Fiat golpea el orgullo de Italia:
En
Roma, para ver una Vespa, hay que conformarse con la que cabalga
Gregory Peck con Audrey Hepburn a la grupa en los afiches coloreados
—¿se habrá visto una herejía más grande?— que venden los paquistaníes
por los alrededores de la Fontana di Trevi o del Coliseo, testigos
también de un país que se desmorona. La Italia que estos días mira con
preocupación la fuga de la Fiat —no existe una metáfora más dolorosa de
la caída del imperio industrial italiano— decidió hace tiempo que los
motorinos japoneses, de ruedas más grandes y precios más bajos, resultan
más fiables a la hora de enfrentarse cada día a la locura del tráfico.
Por eso, sumergido hasta el cuello en la riada de la globalización,
Donato Costa, de 59 años, prejubilado, padre de un joven licenciado en
paro y tío de una ingeniera que tuvo que emigrar a Alemania, asegura que
la marcha de la Fiat no es un problema de sentimientos ni de
patriotismos heridos. “A mí”, dice mientras espera un tren retrasado por
el temporal en la estación de Termini, “no me importa demasiado que la
nueva sede esté en Holanda, pague los impuestos en Inglaterra o cotice
en Nueva York. Lo que de verdad me preocupa es que, para mantener las
plantas que aún les quedan aquí, nos obliguen a cobrar como polacos”.
————————
EJERCICIO A:
Responda con los datos del texto sobre la Fiat:
(i) ¿Quiénes venden los afiches coloreados cerca de la Fontana di Trevi o del Coliseo?
(ii) ¿Qué edad tiene Donato Costa?
(iii) ¿En qué estación espera Donato Costa un tren retrasado?
EJERCICIO B: Prosiga el texto sobre la Fiat a partir de su última frase.
Los ítems que aparecen a continuación no tienen relación alguna con el texto sobre la Fiat.
————————
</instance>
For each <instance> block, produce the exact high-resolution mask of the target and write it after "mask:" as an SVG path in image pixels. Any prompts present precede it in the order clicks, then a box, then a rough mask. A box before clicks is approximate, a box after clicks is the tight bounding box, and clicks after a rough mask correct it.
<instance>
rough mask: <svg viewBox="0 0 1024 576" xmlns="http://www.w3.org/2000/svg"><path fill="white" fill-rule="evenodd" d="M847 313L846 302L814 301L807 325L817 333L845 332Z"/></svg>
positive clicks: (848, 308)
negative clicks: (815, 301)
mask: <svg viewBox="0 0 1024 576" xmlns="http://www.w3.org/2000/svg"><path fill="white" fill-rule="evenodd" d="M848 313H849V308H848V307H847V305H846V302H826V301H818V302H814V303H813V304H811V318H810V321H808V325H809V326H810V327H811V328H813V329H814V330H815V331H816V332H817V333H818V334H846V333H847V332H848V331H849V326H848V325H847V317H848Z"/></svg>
————————
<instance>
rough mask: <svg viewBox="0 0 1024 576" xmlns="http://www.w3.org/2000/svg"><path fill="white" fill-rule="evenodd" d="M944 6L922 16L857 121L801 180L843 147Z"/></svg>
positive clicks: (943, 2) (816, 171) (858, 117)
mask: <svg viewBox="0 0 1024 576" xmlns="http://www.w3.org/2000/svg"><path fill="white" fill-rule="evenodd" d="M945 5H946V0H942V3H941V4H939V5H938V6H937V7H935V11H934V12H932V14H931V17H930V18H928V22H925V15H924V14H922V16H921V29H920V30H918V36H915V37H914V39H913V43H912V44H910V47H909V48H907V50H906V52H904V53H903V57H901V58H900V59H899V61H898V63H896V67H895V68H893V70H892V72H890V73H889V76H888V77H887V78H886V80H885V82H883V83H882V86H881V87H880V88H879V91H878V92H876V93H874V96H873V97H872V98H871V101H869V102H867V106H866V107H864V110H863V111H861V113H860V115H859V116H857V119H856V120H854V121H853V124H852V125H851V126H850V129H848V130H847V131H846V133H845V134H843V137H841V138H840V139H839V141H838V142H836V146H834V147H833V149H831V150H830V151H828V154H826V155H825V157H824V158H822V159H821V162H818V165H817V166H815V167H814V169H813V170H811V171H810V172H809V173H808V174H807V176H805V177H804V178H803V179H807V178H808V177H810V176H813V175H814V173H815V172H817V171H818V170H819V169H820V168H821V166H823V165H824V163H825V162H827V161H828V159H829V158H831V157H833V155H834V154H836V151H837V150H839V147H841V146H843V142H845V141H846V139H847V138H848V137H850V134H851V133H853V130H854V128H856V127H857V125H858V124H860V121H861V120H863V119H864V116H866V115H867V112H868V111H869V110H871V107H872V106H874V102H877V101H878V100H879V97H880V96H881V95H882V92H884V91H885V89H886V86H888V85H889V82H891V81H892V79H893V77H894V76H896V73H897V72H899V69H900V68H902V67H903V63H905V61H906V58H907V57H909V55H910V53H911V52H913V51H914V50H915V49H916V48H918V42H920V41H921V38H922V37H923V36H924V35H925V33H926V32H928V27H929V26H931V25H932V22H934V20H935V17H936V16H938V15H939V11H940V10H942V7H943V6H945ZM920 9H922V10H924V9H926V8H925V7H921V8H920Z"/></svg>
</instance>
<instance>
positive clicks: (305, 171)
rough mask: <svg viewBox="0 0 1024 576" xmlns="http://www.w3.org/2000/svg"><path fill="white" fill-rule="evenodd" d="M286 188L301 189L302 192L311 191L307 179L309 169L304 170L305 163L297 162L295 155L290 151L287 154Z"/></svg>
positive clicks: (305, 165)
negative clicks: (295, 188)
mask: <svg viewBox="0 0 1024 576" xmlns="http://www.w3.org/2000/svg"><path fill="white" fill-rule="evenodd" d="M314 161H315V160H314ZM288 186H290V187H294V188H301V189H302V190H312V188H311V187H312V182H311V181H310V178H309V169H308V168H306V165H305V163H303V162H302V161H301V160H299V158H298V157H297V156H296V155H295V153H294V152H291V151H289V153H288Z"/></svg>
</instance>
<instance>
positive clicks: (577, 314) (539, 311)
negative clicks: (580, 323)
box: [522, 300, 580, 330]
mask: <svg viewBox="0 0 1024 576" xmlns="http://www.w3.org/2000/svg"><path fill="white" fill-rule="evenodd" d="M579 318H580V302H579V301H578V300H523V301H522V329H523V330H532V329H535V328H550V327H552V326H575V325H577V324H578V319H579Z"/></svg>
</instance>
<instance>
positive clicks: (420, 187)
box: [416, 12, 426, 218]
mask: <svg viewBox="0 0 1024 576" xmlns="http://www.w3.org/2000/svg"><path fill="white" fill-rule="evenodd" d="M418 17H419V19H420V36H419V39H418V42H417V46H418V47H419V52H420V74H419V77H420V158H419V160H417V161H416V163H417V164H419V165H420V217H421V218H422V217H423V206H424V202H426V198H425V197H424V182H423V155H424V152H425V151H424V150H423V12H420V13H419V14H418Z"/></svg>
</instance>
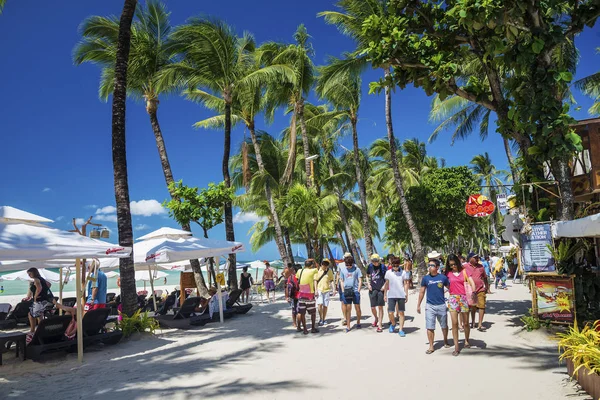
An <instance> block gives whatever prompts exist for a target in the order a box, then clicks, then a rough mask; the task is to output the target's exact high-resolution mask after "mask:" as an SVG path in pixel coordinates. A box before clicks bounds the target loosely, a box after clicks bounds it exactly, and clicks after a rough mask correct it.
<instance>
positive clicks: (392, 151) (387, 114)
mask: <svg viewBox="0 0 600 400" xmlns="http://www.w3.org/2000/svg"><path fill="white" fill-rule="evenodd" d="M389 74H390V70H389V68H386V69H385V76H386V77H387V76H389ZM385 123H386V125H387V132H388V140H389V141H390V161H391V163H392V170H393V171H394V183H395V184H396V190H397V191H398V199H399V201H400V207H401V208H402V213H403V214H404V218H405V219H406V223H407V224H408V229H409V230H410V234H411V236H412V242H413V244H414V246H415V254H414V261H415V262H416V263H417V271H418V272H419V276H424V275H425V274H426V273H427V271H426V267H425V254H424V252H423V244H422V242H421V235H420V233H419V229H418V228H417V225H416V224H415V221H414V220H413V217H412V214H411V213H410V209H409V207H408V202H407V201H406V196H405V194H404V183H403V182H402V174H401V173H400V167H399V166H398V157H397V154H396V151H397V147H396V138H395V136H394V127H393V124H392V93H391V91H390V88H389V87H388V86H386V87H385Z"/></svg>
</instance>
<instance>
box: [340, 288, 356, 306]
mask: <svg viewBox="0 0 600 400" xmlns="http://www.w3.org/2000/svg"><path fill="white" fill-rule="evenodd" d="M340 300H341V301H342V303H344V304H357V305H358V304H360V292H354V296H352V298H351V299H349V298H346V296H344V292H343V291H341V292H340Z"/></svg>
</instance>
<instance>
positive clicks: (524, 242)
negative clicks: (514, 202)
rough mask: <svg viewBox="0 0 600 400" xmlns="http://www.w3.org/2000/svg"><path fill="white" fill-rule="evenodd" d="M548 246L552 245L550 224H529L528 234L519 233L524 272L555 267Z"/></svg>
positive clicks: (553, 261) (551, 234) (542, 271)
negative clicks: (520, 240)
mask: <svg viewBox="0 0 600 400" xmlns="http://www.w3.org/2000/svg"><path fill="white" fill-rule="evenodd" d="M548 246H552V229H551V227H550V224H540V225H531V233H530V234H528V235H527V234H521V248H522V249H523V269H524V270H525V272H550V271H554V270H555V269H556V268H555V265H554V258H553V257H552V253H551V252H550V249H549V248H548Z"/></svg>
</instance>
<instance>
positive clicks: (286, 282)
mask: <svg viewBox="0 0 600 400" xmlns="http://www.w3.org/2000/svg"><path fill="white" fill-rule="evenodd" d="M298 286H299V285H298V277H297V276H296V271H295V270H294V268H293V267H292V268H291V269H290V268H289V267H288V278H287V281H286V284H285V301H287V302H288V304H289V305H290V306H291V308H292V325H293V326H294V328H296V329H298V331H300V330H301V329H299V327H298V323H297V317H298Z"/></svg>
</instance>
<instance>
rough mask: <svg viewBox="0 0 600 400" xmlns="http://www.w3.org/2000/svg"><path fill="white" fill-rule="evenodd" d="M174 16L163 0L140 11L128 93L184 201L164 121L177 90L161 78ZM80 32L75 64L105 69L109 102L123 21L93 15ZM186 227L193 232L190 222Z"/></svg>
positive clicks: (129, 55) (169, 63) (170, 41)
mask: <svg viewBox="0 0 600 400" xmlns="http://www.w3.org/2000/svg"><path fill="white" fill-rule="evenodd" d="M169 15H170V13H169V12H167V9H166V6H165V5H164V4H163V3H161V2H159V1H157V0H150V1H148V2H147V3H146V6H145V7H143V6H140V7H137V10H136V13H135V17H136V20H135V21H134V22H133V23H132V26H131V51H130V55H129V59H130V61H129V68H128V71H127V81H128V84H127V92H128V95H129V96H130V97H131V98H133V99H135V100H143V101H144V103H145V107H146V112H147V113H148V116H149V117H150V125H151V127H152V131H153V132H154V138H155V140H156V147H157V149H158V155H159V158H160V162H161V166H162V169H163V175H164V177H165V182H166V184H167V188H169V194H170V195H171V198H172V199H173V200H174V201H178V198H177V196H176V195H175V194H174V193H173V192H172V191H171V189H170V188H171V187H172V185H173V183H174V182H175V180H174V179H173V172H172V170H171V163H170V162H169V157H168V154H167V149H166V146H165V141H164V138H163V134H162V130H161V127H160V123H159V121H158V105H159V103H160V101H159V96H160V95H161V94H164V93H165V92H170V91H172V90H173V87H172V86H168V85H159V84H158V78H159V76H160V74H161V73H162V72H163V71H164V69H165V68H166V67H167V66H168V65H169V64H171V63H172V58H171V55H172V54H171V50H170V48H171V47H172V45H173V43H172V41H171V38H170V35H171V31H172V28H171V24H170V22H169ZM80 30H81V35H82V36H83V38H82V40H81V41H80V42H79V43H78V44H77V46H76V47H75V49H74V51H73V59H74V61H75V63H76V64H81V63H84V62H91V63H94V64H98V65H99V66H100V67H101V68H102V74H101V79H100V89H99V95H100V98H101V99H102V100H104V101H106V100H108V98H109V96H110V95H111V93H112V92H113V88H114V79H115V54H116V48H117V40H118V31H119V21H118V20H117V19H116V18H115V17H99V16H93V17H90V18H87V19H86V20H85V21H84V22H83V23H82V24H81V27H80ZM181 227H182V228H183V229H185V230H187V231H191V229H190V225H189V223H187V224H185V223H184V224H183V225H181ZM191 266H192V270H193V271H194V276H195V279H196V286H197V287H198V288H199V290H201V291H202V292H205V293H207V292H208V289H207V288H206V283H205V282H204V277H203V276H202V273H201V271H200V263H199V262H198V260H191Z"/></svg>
————————
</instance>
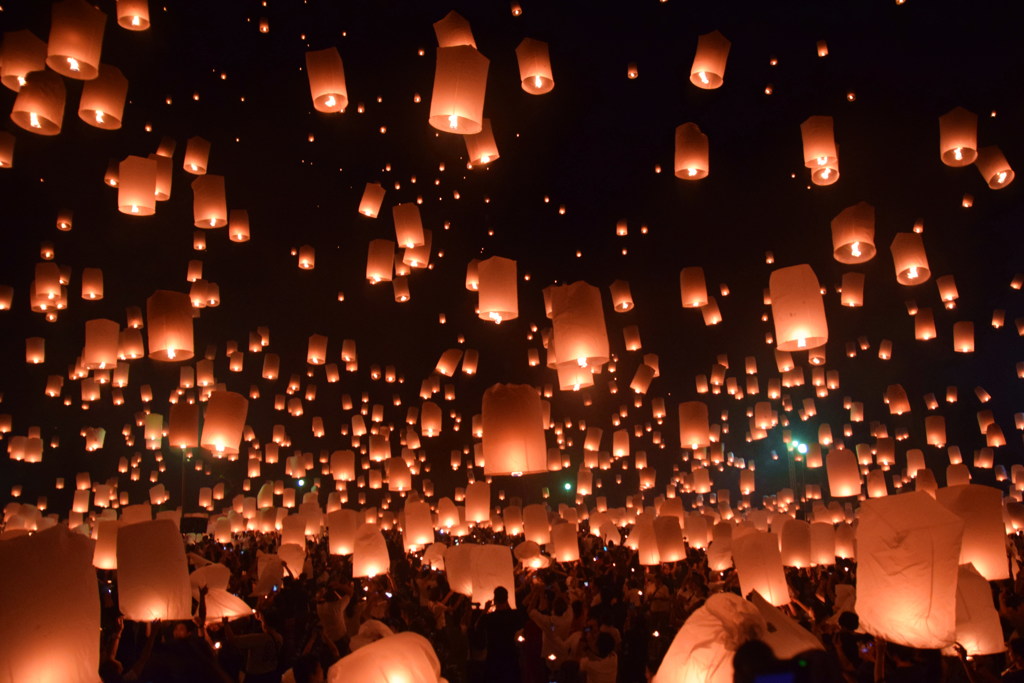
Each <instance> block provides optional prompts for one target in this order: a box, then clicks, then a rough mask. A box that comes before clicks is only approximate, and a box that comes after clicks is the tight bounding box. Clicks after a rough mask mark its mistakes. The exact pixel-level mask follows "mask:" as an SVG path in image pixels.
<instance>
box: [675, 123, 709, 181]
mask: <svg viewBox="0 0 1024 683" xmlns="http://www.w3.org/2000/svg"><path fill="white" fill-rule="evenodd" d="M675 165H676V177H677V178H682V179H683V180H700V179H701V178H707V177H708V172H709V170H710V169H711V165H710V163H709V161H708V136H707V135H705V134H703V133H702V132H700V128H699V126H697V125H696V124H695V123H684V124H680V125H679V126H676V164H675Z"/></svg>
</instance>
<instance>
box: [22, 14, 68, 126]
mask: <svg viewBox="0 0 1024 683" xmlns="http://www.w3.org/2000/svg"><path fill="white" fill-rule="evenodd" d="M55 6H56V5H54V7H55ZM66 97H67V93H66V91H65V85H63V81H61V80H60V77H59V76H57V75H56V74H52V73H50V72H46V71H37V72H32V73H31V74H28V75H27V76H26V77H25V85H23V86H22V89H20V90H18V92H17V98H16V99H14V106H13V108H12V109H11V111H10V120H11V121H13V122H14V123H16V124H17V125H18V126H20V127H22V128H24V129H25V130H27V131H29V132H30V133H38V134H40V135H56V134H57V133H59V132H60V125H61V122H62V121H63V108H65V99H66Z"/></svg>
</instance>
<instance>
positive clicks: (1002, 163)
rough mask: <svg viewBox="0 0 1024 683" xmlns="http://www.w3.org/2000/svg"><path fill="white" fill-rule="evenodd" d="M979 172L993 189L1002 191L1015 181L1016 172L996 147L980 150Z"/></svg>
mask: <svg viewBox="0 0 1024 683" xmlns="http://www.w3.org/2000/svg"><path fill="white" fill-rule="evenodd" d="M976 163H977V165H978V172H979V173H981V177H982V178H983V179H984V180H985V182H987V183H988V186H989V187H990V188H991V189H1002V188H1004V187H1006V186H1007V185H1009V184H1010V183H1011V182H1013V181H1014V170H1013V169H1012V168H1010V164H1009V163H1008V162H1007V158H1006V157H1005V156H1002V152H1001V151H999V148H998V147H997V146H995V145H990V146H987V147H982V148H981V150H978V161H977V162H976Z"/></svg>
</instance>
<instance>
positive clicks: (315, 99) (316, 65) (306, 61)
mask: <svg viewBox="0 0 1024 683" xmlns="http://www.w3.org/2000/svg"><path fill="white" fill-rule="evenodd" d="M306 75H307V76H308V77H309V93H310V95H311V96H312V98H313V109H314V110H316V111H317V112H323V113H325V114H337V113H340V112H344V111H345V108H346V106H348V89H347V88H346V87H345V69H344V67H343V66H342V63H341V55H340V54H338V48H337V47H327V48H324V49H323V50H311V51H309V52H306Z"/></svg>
————————
RESPUESTA A:
(i) Los paquistaníes.
(ii) 59 años.
(iii) En la estación de Termini.

RESPUESTA B:
Es
curioso que, preguntando aquí y allá, leyendo este periódico y el otro,
prácticamente nadie atribuye toda la culpa a los jefes de la Fiat —ni a
John Elkann, el heredero de Gianni Agnelli nacido en Nueva York, ni a
Sergio Marchionne, el consejero delegado italocanadiense enemigo de las
corbatas— de su decisión de marcharse. La fusión con la Chrysler
consolida al grupo como el séptimo constructor mundial de automóviles, y
ante una oportunidad así nadie esperaba que los dueños del dinero
dudaran en quebrar una historia que empezó a escribirse en 1899 con el
nacimiento de la Fabbrica Italiana Automobili Torino (FIAT) o
agradecieran al Estado italiano los cuartos que ha venido gastándose en
los últimos años para apuntalar las plantas ruinosas. El problema más
grave, por tanto, no es que ahora la Fiat pase a llamarse CAP (Fiat
Chrysler Automobiles) ni siquiera que, por el camino, se ahorre un buen
puñado de impuestos al estilo de las grandes firmas tecnológicas. Lo más
preocupante es que, en vez de representar la pujanza, la innovación, el
gusto y hasta el atrevimiento de un país otrora dispuesto a comerse el
mundo, haya pasado a ser el símbolo de un entramado industrial en
constante liquidación. La mudanza de la Fiat, además de un aguijonazo al
orgullo patrio, ha situado a los italianos frente a un espejo que les
devuelve una imagen terrible.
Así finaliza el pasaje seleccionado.